*Stated task*
Reproduce every line of the following material word for word, changing nothing.

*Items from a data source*
——————

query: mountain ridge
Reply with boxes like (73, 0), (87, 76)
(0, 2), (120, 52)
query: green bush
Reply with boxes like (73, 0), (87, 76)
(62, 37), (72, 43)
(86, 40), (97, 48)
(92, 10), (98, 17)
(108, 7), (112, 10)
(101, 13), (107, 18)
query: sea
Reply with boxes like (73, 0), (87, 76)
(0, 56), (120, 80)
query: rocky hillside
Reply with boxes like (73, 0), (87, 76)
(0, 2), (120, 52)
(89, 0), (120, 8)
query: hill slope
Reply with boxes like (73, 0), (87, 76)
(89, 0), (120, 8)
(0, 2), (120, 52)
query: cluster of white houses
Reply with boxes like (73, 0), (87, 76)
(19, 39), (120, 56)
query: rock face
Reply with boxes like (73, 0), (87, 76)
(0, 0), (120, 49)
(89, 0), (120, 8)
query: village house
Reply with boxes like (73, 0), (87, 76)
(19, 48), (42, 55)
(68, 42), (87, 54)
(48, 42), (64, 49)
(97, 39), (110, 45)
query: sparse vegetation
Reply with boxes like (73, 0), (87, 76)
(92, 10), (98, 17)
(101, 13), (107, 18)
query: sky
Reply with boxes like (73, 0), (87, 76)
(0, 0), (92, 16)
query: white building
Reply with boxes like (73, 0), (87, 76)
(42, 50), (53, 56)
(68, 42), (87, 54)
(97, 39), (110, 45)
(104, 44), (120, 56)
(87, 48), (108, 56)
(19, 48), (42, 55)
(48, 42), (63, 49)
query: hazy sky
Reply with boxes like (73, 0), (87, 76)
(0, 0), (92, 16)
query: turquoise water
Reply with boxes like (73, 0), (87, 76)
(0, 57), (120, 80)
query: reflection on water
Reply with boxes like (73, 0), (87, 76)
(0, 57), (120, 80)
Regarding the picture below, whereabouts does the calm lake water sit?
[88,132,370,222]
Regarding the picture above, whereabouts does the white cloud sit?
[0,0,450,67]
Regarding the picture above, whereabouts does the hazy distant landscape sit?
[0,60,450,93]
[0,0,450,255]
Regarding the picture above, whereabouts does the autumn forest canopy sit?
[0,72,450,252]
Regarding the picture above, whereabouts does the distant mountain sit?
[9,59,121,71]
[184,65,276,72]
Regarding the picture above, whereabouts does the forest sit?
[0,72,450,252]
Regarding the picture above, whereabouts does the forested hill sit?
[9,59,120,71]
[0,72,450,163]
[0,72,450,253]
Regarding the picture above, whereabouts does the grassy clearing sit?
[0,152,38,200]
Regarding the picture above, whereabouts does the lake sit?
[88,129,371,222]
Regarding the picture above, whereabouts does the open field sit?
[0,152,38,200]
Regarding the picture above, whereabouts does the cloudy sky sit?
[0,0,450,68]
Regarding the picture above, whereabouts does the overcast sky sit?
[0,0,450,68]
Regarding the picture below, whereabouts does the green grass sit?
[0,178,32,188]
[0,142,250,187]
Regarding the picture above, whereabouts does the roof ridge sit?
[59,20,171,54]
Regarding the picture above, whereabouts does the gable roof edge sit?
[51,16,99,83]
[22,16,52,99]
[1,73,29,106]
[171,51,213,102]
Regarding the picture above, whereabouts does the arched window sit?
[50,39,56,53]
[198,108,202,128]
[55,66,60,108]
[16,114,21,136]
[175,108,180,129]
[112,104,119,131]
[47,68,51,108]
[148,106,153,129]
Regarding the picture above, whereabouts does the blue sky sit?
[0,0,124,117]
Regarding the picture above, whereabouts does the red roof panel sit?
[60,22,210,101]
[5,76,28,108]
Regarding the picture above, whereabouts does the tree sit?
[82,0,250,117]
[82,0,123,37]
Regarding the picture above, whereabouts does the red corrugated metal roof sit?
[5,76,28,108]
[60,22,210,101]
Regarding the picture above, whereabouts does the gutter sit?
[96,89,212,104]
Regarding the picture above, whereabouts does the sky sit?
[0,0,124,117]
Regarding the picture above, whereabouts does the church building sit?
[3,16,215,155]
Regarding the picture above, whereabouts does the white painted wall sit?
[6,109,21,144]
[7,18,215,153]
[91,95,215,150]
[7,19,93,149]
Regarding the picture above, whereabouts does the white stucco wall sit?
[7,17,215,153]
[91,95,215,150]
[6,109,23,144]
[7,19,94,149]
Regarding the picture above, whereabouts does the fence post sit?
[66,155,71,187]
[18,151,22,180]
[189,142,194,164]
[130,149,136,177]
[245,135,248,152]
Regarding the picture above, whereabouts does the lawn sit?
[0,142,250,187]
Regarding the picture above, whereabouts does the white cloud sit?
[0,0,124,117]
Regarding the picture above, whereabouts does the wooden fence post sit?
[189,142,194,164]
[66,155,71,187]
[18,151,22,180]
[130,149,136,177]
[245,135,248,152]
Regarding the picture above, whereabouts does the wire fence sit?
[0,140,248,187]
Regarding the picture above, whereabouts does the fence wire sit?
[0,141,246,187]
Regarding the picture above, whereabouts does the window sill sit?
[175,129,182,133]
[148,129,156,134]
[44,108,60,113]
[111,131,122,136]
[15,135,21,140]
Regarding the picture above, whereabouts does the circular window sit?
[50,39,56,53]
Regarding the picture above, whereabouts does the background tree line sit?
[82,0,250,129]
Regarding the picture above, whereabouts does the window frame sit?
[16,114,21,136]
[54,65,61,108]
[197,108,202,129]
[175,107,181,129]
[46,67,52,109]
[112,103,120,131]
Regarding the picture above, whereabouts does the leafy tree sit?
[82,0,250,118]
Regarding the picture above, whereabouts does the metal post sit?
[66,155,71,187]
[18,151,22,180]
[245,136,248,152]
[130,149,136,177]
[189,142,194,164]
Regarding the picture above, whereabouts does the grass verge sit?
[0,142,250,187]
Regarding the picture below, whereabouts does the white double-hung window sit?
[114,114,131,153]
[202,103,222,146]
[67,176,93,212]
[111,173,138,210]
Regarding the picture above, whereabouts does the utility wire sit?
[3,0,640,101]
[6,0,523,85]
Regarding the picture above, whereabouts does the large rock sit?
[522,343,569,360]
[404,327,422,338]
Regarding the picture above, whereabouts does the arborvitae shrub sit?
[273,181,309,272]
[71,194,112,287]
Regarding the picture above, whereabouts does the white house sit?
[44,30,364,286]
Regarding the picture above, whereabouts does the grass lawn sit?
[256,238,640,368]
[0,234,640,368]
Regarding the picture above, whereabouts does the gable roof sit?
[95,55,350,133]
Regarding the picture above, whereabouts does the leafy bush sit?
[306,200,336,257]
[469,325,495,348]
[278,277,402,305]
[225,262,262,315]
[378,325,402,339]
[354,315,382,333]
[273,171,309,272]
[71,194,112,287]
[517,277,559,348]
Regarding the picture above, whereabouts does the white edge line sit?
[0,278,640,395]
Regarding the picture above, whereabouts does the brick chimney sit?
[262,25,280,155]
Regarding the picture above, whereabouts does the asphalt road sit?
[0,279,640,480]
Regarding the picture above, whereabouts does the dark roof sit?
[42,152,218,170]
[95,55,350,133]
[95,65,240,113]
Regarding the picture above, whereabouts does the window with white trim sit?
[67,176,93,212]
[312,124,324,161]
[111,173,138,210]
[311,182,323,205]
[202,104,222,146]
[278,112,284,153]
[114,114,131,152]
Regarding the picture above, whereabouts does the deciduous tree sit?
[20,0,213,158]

——————

*Answer to this exercise*
query: mountain ridge
Reply with boxes like (73, 0), (87, 76)
(0, 2), (120, 52)
query: green bush
Reply with boxes like (73, 0), (87, 76)
(62, 37), (72, 43)
(86, 40), (97, 48)
(92, 10), (98, 17)
(108, 7), (112, 10)
(101, 13), (107, 18)
query: sea
Reply with boxes like (73, 0), (87, 76)
(0, 56), (120, 80)
query: rocky hillside
Reply with boxes like (73, 0), (87, 76)
(0, 2), (120, 52)
(89, 0), (120, 8)
query: hill slope
Reply with boxes like (73, 0), (87, 76)
(89, 0), (120, 8)
(0, 2), (120, 52)
query: cluster of white houses
Reply with boxes like (73, 0), (87, 76)
(19, 39), (120, 56)
query: rock face
Reply with boxes like (73, 0), (87, 76)
(0, 0), (120, 49)
(89, 0), (120, 8)
query: village house
Reply with boxes like (73, 0), (87, 76)
(19, 48), (42, 55)
(68, 42), (87, 54)
(48, 42), (64, 49)
(97, 39), (110, 45)
query: sparse vegetation
Reply with boxes like (73, 0), (87, 76)
(92, 10), (98, 17)
(101, 13), (107, 18)
query: sky
Reply with boxes like (73, 0), (87, 76)
(0, 0), (92, 16)
query: white building
Reply with boxes like (73, 0), (87, 76)
(42, 50), (53, 56)
(68, 42), (87, 54)
(97, 39), (110, 45)
(104, 44), (120, 56)
(87, 48), (108, 56)
(19, 48), (42, 55)
(48, 42), (63, 49)
query: hazy sky
Reply with boxes like (73, 0), (87, 76)
(0, 0), (92, 16)
query: turquoise water
Reply with boxes like (73, 0), (87, 76)
(0, 57), (120, 80)
query: reflection on water
Reply with boxes like (73, 0), (87, 76)
(0, 57), (120, 80)
Regarding the picture below, whereabouts does the calm lake water sit?
[88,132,370,222]
Regarding the picture above, whereabouts does the white cloud sit?
[0,0,450,67]
Regarding the picture above, whereabouts does the hazy distant landscape sit?
[0,60,450,93]
[0,0,450,255]
Regarding the picture above, whereabouts does the autumn forest canopy sit?
[0,72,450,252]
Regarding the picture above, whereabouts does the distant mountain sit?
[9,59,121,71]
[184,65,276,72]
Regarding the picture above, whereabouts does the forest sit?
[0,72,450,252]
Regarding the picture above, whereabouts does the forested hill sit?
[9,59,120,71]
[0,72,450,163]
[0,72,450,253]
Regarding the picture above, whereabouts does the grassy clearing sit?
[0,152,38,200]
Regarding the picture above, whereabouts does the lake sit?
[88,129,371,222]
Regarding the picture above, whereabouts does the open field sit?
[0,152,38,200]
Regarding the picture above, whereabouts does the cloudy sky sit?
[0,0,450,68]
Regarding the picture above, whereabouts does the overcast sky sit?
[0,0,450,68]
Regarding the picture below, whereabouts does the green grass sit?
[0,178,32,188]
[0,142,250,187]
Regarding the picture above, whereabouts does the roof ridge sit?
[59,20,171,54]
Regarding the picture above, whereabouts does the gable roof edge sit?
[51,16,99,83]
[22,16,52,99]
[1,73,29,106]
[171,51,213,102]
Regarding the picture above, whereabouts does the arched window sit?
[50,39,56,53]
[198,108,202,128]
[55,66,60,108]
[16,114,21,136]
[175,108,180,129]
[112,104,119,131]
[47,68,51,108]
[148,106,153,129]
Regarding the picture above, whereabouts does the blue sky sit?
[0,0,124,117]
Regarding the picture above, whereabouts does the red roof panel sit?
[60,22,210,101]
[5,76,28,108]
Regarding the picture above, whereabouts does the tree sit?
[82,0,250,117]
[82,0,123,37]
Regarding the picture above, whereabouts does the red corrugated metal roof sit?
[5,76,28,108]
[60,22,210,101]
Regarding the picture above, whereabouts does the gutter sit?
[96,89,212,104]
Regarding the picture above, whereabouts does the sky sit?
[0,0,124,117]
Regarding the picture above, whereabouts does the church building sit?
[3,16,215,155]
Regarding the picture above, whereabouts does the white painted wall sit?
[6,109,21,144]
[7,18,215,153]
[91,95,215,150]
[7,19,93,149]
Regarding the picture above, whereabouts does the white stucco wall sit?
[7,17,215,153]
[91,95,215,150]
[6,109,23,144]
[7,19,94,149]
Regarding the picture above, whereabouts does the fence post sit?
[66,155,71,187]
[18,151,22,180]
[189,142,194,164]
[130,149,136,177]
[245,135,248,152]
Regarding the picture above, whereabouts does the lawn sit?
[0,142,250,187]
Regarding the picture above, whereabouts does the white cloud sit?
[0,0,124,117]
Regarding the picture above, whereabouts does the wooden fence post sit?
[189,142,194,164]
[66,155,71,187]
[18,151,22,180]
[130,149,136,177]
[245,135,248,152]
Regarding the picture above, whereabouts does the wire fence sit?
[0,140,248,187]
Regarding the picture above, whereabouts does the fence wire sit?
[0,141,246,187]
Regarding the picture above, whereabouts does the window sill sit?
[175,129,182,133]
[148,129,156,134]
[44,108,60,113]
[111,131,122,136]
[15,135,21,140]
Regarding the picture above, whereabouts does the circular window sit?
[50,39,56,53]
Regarding the picture above, whereabouts does the background tree line sit?
[82,0,250,129]
Regarding the picture above, whereabouts does the window frame sit?
[16,114,21,136]
[54,65,61,108]
[197,108,202,129]
[175,107,181,129]
[46,67,52,109]
[112,103,120,131]
Regarding the picture above, whereabouts does the leafy tree sit?
[82,0,250,118]
Regarding the picture above, whereabouts does the metal post sit?
[66,155,71,187]
[18,151,22,180]
[245,136,248,152]
[130,149,136,177]
[189,142,194,164]
Regarding the picture above, whereabouts does the grass verge sit?
[0,142,250,187]
Regarding the picture below, whereabouts does the white double-hung window sit?
[114,114,131,153]
[202,103,222,146]
[67,176,93,212]
[111,173,138,210]
Regarding the picture above, whereabouts does the utility wire sit?
[3,0,640,101]
[6,0,523,85]
Regarding the picture above, whereabouts does the large rock sit?
[522,343,569,360]
[404,327,422,338]
Regarding the picture above, whereabouts does the arborvitae shrub sit?
[273,181,309,272]
[71,194,112,287]
Regarding the picture above, whereabouts does the white house sit?
[44,30,364,286]
Regarding the picture above, whereabouts does the grass lawn sit?
[256,238,640,368]
[0,234,640,368]
Regarding the picture above, whereabouts does the gable roof sit?
[95,55,350,133]
Regarding the picture above, whereabouts does the leafy bush sit?
[306,200,336,257]
[469,325,495,348]
[278,277,402,305]
[225,262,262,315]
[378,325,402,339]
[354,315,382,333]
[273,171,309,272]
[71,194,112,287]
[517,277,559,348]
Regarding the picture above, whereabouts does the white edge line sit?
[0,278,640,395]
Regarding the picture above, whereabouts does the brick chimney sit?
[262,25,280,155]
Regarding the picture above, whereabouts does the asphalt road sit?
[0,279,640,480]
Regarding the picture above, whereabouts does the dark roof sit?
[42,152,218,170]
[95,55,350,133]
[95,65,240,113]
Regarding the picture above, whereabouts does the window with white trim sit?
[67,176,93,212]
[312,124,324,161]
[111,173,138,210]
[311,182,323,205]
[202,104,222,146]
[278,112,284,153]
[114,114,131,152]
Regarding the picture above, whereabouts does the deciduous tree sit?
[20,0,213,158]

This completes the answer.